It was a long and challenging road to Tokyo for the 23 year old, with multiple lockdowns, quarantines and of course the cancellation of last year’s Olympics, but one well worth the pain with Ria securing what was deemed an unlikely bronze medal in the women’s quadruple sculls.
With 500 metres remaining in the final race, Ria and team mates Rowena Meredith, Harriet Hudson and Caitlin Cronin, stormed home to snatch third place from Germany - behind China and Poland - in what commentators described as a “fairytale finish”.
In a perfect world Dad Craig and Mum Kerri would have been in Japan cheering Ria on. Instead they watched from their Point Lonsdale lounge room.
“We’ve been at 99.9 per cent of all of her major races, even the overseas ones,” Craig said.
“As a parent, it’s really disappointing and tough not to be there, but that’s just part of the world we live in at the moment, and a lot of people have had it a lot worse than us being locked down in Lonnie.”

[Stored records]
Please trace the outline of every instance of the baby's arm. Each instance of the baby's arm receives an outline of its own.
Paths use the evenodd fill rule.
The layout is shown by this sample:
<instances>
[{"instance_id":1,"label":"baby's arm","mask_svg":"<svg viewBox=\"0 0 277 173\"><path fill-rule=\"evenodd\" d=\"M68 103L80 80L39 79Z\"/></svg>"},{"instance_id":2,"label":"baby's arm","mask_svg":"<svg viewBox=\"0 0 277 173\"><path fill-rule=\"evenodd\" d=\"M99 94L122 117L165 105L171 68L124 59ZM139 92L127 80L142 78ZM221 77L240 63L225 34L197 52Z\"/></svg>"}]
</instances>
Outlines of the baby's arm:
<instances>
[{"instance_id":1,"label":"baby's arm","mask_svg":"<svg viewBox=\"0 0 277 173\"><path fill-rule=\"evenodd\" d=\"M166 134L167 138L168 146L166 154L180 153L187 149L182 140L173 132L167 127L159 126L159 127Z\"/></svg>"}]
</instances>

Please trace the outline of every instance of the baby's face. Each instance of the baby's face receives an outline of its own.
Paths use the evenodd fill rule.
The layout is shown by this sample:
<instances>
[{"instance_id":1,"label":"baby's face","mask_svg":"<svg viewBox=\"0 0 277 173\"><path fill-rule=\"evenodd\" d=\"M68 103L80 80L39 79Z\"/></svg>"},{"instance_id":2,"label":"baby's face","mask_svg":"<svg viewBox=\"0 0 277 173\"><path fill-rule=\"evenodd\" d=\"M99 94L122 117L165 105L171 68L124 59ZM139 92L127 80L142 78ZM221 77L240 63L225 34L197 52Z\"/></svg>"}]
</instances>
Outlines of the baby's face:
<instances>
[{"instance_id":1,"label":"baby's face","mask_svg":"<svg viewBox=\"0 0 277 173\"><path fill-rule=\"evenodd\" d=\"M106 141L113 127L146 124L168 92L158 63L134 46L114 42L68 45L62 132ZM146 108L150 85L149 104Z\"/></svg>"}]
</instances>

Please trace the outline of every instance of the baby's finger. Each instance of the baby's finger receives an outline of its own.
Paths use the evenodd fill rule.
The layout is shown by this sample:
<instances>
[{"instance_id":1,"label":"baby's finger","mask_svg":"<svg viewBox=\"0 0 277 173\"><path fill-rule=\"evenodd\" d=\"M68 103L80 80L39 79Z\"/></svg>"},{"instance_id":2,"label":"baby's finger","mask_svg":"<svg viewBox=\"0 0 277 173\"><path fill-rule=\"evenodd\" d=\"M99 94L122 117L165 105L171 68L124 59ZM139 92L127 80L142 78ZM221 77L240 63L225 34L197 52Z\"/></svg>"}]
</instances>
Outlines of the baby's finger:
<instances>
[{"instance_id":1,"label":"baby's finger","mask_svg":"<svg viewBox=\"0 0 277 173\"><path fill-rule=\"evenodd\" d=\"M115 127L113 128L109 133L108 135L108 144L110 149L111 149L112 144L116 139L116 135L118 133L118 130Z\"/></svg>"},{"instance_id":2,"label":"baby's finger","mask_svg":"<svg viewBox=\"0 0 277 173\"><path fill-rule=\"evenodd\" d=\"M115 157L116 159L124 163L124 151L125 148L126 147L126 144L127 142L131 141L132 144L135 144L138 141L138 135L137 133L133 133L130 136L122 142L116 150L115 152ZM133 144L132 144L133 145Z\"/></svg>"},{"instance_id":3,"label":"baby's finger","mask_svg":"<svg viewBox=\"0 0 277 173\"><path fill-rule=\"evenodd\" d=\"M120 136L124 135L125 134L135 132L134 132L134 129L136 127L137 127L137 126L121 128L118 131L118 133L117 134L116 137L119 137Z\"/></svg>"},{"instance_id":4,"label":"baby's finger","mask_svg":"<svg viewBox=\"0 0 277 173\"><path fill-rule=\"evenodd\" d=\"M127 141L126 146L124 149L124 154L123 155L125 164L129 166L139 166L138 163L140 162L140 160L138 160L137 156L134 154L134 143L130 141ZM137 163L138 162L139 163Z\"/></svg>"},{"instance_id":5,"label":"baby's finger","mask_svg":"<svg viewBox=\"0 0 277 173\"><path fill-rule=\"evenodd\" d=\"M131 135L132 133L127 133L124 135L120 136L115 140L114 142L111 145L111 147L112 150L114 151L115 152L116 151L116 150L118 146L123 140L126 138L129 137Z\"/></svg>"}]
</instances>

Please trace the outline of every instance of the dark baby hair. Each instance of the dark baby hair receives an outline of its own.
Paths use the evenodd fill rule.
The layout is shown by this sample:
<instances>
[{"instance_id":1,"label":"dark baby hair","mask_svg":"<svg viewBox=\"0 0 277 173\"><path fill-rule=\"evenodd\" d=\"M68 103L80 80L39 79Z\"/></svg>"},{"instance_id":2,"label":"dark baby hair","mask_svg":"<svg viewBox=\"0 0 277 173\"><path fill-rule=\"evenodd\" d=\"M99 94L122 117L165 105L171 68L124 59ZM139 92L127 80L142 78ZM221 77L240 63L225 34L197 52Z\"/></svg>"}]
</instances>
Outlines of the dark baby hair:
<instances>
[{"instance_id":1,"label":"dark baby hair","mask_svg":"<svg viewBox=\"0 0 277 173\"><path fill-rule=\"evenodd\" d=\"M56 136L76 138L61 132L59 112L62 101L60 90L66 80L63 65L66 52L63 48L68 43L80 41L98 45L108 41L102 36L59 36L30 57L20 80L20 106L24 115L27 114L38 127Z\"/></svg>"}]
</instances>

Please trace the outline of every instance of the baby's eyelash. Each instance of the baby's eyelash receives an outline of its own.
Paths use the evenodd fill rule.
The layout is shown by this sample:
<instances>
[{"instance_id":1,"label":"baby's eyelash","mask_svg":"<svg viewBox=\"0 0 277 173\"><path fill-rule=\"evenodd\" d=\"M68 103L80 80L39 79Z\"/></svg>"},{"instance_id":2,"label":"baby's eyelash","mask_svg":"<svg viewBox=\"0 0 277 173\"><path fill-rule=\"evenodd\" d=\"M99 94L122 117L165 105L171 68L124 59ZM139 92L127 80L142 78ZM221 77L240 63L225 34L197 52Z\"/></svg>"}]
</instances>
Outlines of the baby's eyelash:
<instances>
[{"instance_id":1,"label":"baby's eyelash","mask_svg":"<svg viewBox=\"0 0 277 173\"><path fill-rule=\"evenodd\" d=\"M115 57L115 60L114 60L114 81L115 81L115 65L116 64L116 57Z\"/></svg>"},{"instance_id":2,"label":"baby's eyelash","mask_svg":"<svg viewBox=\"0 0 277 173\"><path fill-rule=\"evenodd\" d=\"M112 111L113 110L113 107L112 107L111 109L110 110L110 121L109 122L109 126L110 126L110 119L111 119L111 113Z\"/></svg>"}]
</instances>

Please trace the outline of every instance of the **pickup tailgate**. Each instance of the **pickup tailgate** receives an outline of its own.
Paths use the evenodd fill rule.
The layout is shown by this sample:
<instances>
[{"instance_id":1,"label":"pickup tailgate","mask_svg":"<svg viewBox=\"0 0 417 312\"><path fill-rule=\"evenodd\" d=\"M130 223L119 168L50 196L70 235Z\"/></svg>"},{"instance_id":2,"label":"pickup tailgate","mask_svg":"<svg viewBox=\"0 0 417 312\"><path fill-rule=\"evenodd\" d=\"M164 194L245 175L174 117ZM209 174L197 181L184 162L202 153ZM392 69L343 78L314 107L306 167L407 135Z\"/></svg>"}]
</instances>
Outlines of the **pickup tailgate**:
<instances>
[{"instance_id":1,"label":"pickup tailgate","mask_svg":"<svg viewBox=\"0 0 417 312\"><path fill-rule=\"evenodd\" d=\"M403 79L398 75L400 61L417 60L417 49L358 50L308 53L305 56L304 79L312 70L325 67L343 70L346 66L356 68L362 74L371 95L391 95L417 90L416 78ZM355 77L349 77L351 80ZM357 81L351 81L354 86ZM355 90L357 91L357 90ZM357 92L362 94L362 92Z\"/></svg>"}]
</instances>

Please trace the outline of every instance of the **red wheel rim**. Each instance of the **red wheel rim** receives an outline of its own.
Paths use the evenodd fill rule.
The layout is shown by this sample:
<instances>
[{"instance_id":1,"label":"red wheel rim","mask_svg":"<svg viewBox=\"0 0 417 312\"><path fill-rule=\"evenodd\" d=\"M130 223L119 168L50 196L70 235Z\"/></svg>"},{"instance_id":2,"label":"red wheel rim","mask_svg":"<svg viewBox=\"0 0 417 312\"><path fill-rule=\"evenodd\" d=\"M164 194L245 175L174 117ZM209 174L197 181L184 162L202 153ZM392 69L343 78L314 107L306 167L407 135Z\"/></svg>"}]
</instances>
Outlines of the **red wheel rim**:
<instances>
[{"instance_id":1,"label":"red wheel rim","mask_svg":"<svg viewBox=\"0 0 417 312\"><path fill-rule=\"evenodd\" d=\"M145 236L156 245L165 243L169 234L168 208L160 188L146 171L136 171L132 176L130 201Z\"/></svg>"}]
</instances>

§ Prompt 1
Edit the stretch of the rowing article from "It was a long" through "women’s quadruple sculls.", replacing "bronze" with "silver".
§ Prompt 2
Answer these questions from the rowing article:
(a) Which two countries finished ahead of Ria's crew in the final?
(b) Where did Craig and Kerri watch the race?
(c) How many metres were left when the crew stormed home?
§ Prompt 3
Continue the rowing article from its last sentence.
The stored rows have no connection to the rowing article.

§ Output 1
It was a long and challenging road to Tokyo for the 23 year old, with multiple lockdowns, quarantines and of course the cancellation of last year’s Olympics, but one well worth the pain with Ria securing what was deemed an unlikely silver medal in the women’s quadruple sculls.

§ Output 2
(a) China and Poland.
(b) In their Point Lonsdale lounge room.
(c) 500 metres.

§ Output 3
Ria, a 2019 World U/23 single sculls champion, had been in training at the National Rowing Centre in Penrith when the COVID-19 national emergency was declared.
“They were in lockdown like everyone else and not allowed to row for that period so she came home with a car full of gym equipment and trained on the back deck,” said Craig.
Her “most important” training partner, a Border Collie puppy named Tokum, was by her side the entire time.
Raised in Woodend and schooled in Melbourne, Ria was to have commenced a Doctorate of Medicine at Queensland University, but when last year’s Olympics were postponed, put her studies on hold.
Tokyo was her Olympic debt. She flew back into Australia and straight into a further 14 days of quarantine.
“The hurdles that they’ve had to overcome just to get there have been immense, but the whole way through the entire team has been incredibly resilient and just made it happen,” Craig said.